Text extract:
# costume......PG-13



## jimr (Mar 9, 2010)

A bald man with a wooden leg gets invited to a Halloween Party.. 
He doesn't know what costume to wear to hide his head and his Leg,
So he writes to a costume company to explain his problem.

A few days later he received a parcel with the following note:

Dear Sir,

Please find enclosed a pirate's outfit. The spotted handkerchief will 
cover your bald head and, with your wooden leg, you will be just 
right as a pirate.

Very truly yours,
Acme Costume Co.


The man thinks this is terrible because they have emphasized his
wooden leg and so he writes a letter of complaint. A week goes
by and he receives another parcel and a note, which says:

Dear Sir,
Please find enclosed a monk's costume.. The long robe will cover your 
Wooden leg and, with your bald head, you should really look the part.

Very truly yours,

Acme Costume Co.

Complete the following:
1. In the costume joke, what outfit does the costume company send in its first parcel?
2. Pick up the costume joke after its last line and carry the story on from there.
The data that follows has no connection to the costume joke.

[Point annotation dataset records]
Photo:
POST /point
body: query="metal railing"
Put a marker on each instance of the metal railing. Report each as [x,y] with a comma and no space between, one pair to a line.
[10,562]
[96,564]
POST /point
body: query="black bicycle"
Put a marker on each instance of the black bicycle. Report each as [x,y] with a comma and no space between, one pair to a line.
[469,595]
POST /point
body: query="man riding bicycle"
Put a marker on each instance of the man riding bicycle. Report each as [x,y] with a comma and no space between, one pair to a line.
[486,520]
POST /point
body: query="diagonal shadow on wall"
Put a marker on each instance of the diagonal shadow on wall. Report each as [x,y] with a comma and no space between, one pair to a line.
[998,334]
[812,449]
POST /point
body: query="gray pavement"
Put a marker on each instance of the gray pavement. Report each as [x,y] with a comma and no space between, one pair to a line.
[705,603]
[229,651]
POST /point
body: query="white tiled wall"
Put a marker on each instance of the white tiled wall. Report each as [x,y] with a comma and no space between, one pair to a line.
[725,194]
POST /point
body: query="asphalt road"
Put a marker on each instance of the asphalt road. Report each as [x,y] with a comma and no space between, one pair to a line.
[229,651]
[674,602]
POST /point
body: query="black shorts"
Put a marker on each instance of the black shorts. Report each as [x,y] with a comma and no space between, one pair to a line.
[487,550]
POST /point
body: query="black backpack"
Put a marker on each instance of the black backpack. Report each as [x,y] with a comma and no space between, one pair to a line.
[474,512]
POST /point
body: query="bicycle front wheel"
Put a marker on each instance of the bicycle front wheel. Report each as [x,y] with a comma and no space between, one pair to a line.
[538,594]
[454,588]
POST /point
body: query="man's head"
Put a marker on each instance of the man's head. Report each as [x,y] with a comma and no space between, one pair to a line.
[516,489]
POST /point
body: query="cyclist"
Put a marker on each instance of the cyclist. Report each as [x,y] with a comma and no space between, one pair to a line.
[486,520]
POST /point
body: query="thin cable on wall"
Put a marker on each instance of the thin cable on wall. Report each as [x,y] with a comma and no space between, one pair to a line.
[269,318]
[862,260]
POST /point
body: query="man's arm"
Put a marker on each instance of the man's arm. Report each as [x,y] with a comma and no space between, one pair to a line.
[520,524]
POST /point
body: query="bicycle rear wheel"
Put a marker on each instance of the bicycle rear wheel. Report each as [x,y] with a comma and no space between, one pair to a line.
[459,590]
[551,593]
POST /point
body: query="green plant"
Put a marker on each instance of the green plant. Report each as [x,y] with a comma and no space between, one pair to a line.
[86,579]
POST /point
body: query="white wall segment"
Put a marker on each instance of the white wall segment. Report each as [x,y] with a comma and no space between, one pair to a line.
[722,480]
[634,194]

Responses per task:
1. A pirate's outfit.

2.
Now the man is really upset since they have gone from emphasizing his 
Wooden leg to emphasizing his bald head, so again he writes the Company 
another nasty letter of complaint..

The next day he gets a small Parcel and a note, which reads:

Dear Sir,

We have TRIED our very BEST. Please find enclosed a bottle of 
molasses and a bag of crushed nuts. Pour the molasses over your 
bald head, pat on crushed nuts, stick your Wooden Leg up your ass and 
go as a caramel apple.

Very Truly Yours,
Acme Costume Co


----------



## john3198 (Mar 10, 2010)

That was good.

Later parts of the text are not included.